• **Instructions to follow**: Leave out the pictures and copy each record below exactly.

• **Data excerpts**:
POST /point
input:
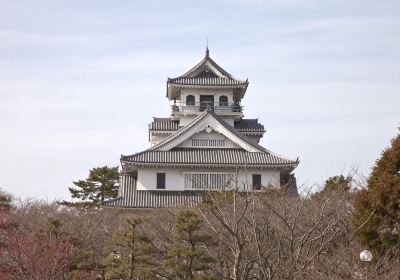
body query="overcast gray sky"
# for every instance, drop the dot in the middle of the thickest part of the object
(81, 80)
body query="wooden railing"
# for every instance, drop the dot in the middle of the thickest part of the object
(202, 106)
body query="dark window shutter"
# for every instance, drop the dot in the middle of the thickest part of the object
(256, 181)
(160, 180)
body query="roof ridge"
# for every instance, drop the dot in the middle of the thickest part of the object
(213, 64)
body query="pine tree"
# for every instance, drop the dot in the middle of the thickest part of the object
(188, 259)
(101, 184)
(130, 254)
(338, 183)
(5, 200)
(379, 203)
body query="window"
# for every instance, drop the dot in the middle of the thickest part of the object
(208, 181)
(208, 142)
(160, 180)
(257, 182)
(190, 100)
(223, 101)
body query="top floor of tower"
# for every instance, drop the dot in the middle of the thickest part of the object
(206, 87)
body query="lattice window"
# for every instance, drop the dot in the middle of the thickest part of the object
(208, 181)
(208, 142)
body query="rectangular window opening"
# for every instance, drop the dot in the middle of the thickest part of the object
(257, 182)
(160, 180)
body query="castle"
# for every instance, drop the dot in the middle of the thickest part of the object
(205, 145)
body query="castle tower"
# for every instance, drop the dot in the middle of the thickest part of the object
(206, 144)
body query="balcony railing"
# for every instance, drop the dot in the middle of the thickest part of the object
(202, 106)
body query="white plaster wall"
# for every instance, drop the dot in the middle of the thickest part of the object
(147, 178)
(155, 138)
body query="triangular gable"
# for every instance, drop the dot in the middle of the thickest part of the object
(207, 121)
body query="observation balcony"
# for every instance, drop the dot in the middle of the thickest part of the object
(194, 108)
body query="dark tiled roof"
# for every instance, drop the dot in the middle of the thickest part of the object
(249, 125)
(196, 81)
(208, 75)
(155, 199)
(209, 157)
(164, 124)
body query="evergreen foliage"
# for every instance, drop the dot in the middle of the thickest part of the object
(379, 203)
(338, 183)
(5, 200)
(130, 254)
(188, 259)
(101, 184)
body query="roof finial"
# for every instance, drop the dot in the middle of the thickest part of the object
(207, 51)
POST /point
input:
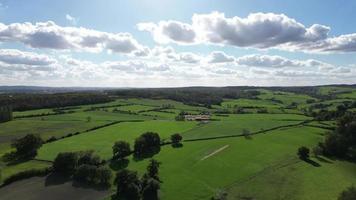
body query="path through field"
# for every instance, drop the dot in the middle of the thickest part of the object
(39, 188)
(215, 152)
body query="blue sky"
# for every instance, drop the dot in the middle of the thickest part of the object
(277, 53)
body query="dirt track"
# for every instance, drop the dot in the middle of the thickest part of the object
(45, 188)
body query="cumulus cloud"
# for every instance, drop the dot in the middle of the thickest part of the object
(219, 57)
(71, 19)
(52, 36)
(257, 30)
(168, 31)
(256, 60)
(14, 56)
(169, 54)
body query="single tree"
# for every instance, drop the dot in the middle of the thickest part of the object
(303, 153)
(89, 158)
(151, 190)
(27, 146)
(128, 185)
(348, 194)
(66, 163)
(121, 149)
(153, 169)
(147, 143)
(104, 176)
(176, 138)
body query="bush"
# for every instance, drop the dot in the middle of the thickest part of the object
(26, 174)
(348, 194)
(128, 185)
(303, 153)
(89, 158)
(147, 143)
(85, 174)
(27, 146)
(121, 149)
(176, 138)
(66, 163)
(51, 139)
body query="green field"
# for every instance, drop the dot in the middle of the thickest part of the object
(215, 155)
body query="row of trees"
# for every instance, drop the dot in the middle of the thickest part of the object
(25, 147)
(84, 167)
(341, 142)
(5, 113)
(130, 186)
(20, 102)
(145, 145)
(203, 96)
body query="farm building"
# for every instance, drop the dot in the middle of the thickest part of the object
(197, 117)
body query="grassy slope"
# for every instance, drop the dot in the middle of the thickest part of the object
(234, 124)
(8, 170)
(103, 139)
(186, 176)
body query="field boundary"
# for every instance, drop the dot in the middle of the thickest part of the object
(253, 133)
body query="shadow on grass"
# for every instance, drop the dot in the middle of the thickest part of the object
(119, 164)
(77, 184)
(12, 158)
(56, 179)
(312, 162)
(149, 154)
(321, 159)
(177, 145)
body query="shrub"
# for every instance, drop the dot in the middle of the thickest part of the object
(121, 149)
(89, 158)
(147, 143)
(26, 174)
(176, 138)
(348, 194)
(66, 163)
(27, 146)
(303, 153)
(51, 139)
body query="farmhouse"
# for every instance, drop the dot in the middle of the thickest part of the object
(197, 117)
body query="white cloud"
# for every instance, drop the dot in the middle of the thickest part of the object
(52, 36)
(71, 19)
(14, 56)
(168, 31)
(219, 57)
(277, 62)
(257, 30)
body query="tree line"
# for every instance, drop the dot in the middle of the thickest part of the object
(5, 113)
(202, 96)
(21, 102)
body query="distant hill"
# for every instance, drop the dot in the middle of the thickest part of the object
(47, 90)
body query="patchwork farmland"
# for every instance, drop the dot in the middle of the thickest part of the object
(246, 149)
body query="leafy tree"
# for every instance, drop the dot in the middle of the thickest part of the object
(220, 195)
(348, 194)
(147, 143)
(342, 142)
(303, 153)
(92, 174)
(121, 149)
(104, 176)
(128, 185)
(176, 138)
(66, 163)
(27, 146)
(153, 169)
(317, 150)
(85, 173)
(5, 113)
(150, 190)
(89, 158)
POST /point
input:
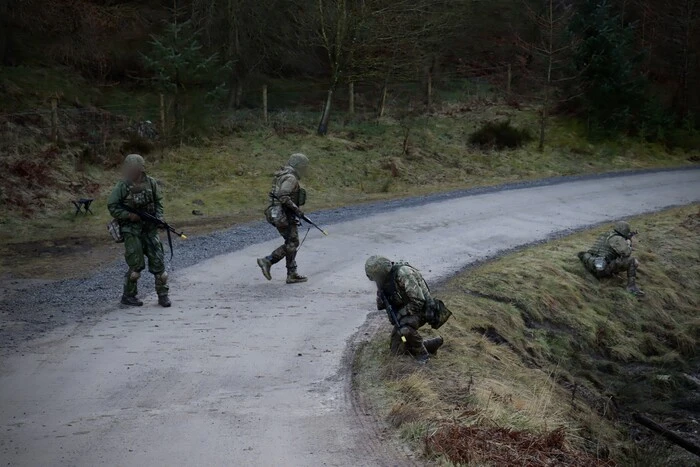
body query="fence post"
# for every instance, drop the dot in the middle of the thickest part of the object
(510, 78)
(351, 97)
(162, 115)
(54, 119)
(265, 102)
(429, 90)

• **Task result**:
POST /point
input:
body query="overcast gray sky"
# for every instance, drop the dot in the middle of the thickest part of the object
(81, 80)
body query="wooden railing"
# for every instance, drop the dot in the middle of the thickest part of the object
(202, 106)
body query="dark window shutter"
# for every instance, drop the dot in the middle of the thickest part of the object
(256, 181)
(160, 180)
body query="roof ridge"
# for every instance, drop the dot in the middle of the thickest part of the object
(213, 64)
body query="pine tree"
# for every instance, drop the dot in the middle of the thickest part of the object
(188, 259)
(101, 184)
(130, 254)
(338, 183)
(5, 200)
(379, 203)
body query="window"
# for every instance, drop the dot in the middle of the thickest part of the object
(208, 181)
(208, 142)
(160, 180)
(257, 182)
(190, 100)
(223, 101)
body query="top floor of tower"
# for every instance, drop the dot in the middle of the thickest part of the object
(206, 87)
body query="lattice window"
# for every instance, drop the dot in the middle of the thickest part of the object
(208, 181)
(208, 142)
body query="rectangular window opening"
# for every instance, drop the dot in the middle of the thickest part of the object
(257, 182)
(160, 180)
body query="castle"
# for every instance, drop the dot in the middle of the thickest part of the object
(205, 145)
body query="castle tower"
# for every instance, drop the dot in the middle of the thickest part of the object
(206, 144)
body query="balcony railing"
# for every instance, drop the dot in the middle of the thickest part of the object
(202, 106)
body query="white plaster wall"
# for every instance, drop the dot in the middle of the thickest part of the object
(147, 178)
(155, 138)
body query="triangular gable"
# for every instance, drop the dot in the middle of the thickest part of the object
(207, 121)
body query="observation balcony"
# for every instance, drop the dot in the middle of the thickest part of the object
(194, 108)
body query="dark tiled roof"
# for every instance, drop the dot in the middle of the thickest part of the object
(249, 125)
(196, 81)
(208, 75)
(155, 199)
(209, 157)
(164, 124)
body query="evergreen foliage"
# for every instance, drop the dot in the middle of the thickest part of the object
(379, 203)
(338, 183)
(5, 200)
(130, 254)
(188, 259)
(101, 184)
body query="roof finial"
# for every instance, drop the dot in the middle of the thickest part of the object
(207, 51)
POST /point
input:
body query="path through field"
# for every instance, drop the dot in the middle of the thickest part of the object
(39, 188)
(215, 152)
body query="blue sky"
# for every instance, drop the dot in the middle of the thickest part of the object
(277, 53)
body query="dirt track"
# for every instance, drop the dot in the middle of the thickest part of the object
(45, 188)
body query="cumulus cloud"
# for every instance, drop the dot in the middle of the thickest part of the object
(219, 57)
(71, 19)
(52, 36)
(257, 30)
(168, 31)
(256, 60)
(14, 56)
(169, 54)
body query="single tree"
# for every instance, drop the dot in the middle of the thickest part of the object
(303, 153)
(89, 158)
(151, 190)
(27, 146)
(128, 185)
(348, 194)
(66, 163)
(121, 149)
(153, 169)
(147, 143)
(104, 176)
(176, 138)
body query="bush"
# for every instance, drop the dot in the middle of the thickest part of the object
(26, 174)
(348, 194)
(128, 185)
(303, 153)
(89, 158)
(147, 143)
(85, 174)
(27, 146)
(121, 149)
(176, 138)
(66, 163)
(51, 139)
body query="green field"
# for every instance, drop the dot in the middle of the thickest part of the object
(215, 155)
body query="row of trees"
# for every instance, drop the dot in the middle of the thickest part of the object
(25, 147)
(84, 167)
(341, 142)
(5, 113)
(130, 186)
(20, 102)
(145, 145)
(203, 96)
body query="farm building"
# for every instance, drop the dot in the middle of the thickest part of the object
(197, 117)
body query="grassy slope"
# for every instance, drop the dot in the middle of the thickest part of the object
(234, 124)
(8, 170)
(103, 139)
(186, 176)
body query="field boundary"
# for every instance, drop the dot in the middle of the thickest part of the object
(253, 133)
body query="shadow on grass"
# for every instance, drop the dot in the middle of the thickest part of the object
(119, 164)
(77, 184)
(12, 158)
(56, 179)
(312, 162)
(149, 154)
(321, 159)
(177, 145)
body query="shrub"
# for every instance, drop the dot in the middle of the thickest part of the object
(121, 149)
(89, 158)
(147, 143)
(26, 174)
(176, 138)
(348, 194)
(66, 163)
(27, 146)
(303, 153)
(51, 139)
body query="farmhouse"
# for every instance, drop the dot in the middle of the thickest part of the object
(197, 117)
body query="white cloud"
# for every instance, drop the dot in the middle of the thickest part of the object
(52, 36)
(71, 19)
(14, 56)
(168, 31)
(219, 57)
(277, 62)
(257, 30)
body query="tree line"
# for every instance, drop the dot in the middle of the thickest part of the object
(5, 113)
(202, 96)
(21, 102)
body query="distant hill"
# for every instance, drop the dot in the middle of the thickest part of the object
(47, 90)
body query="patchwork farmland"
# for every instance, drop the dot in the middle of the thickest part of the object
(246, 149)
body query="leafy tree"
# for every instance, drop the dot in the middle of the thickest part of the object
(220, 195)
(348, 194)
(147, 143)
(342, 142)
(303, 153)
(92, 174)
(121, 149)
(104, 176)
(128, 185)
(176, 138)
(66, 163)
(27, 146)
(153, 169)
(317, 150)
(85, 173)
(5, 113)
(150, 190)
(89, 158)
POST /point
input:
body query="fence post"
# for every instance, drop the dot in the middle of the thickest part of the object
(510, 78)
(351, 97)
(162, 115)
(54, 119)
(265, 102)
(429, 90)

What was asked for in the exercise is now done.